BEGIN

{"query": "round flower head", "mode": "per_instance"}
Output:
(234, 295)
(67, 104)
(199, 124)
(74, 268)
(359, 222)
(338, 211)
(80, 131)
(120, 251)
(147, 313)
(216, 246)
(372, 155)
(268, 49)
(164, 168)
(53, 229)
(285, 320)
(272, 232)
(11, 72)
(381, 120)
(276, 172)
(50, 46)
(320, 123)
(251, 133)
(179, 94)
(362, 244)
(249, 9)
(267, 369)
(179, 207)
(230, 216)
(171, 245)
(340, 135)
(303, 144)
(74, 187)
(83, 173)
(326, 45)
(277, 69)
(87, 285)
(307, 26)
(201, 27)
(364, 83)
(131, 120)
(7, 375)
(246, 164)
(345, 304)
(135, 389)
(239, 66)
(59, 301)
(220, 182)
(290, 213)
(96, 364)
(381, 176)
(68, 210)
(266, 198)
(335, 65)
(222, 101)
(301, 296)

END

» What the task requires
Transcribe the records exactly as given.

» Exercise answer
{"query": "round flower head", "mode": "per_instance"}
Output:
(234, 295)
(67, 104)
(199, 124)
(74, 268)
(359, 222)
(338, 211)
(80, 131)
(120, 251)
(147, 313)
(216, 246)
(372, 155)
(268, 49)
(164, 168)
(53, 229)
(285, 320)
(272, 232)
(11, 72)
(381, 120)
(276, 172)
(50, 46)
(320, 123)
(251, 133)
(179, 94)
(362, 244)
(249, 9)
(267, 369)
(179, 207)
(230, 216)
(171, 245)
(340, 135)
(303, 144)
(74, 187)
(83, 173)
(326, 45)
(277, 69)
(87, 285)
(307, 26)
(201, 27)
(364, 83)
(131, 120)
(7, 375)
(246, 164)
(345, 304)
(135, 389)
(239, 66)
(59, 301)
(220, 182)
(290, 213)
(96, 364)
(381, 176)
(68, 210)
(266, 198)
(335, 65)
(222, 101)
(301, 296)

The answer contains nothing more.